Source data
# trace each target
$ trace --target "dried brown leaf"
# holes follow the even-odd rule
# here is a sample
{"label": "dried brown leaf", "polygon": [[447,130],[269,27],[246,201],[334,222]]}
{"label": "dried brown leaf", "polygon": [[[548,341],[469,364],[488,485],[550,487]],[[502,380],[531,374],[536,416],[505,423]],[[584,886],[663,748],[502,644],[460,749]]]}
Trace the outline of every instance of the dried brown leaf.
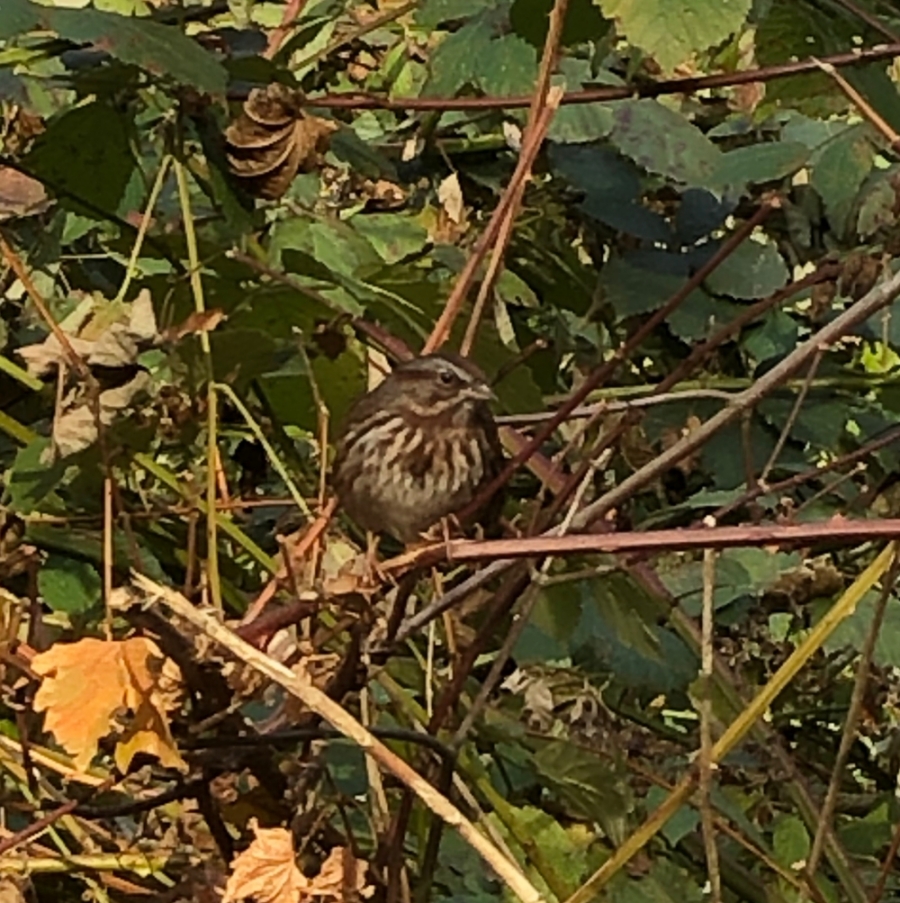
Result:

Work item
Each line of the data in which the string "leaf" appears needs to be copied.

Answer section
$ trace --target "dried brown leaf"
{"label": "dried brown leaf", "polygon": [[447,130],[269,27],[246,201],[334,222]]}
{"label": "dried brown leaf", "polygon": [[[548,341],[469,364],[488,485],[550,487]],[[502,380],[531,374],[536,416],[505,423]],[[584,886],[663,748],[502,644],[460,749]]]}
Trace the outline of every instance of the dried brown leaf.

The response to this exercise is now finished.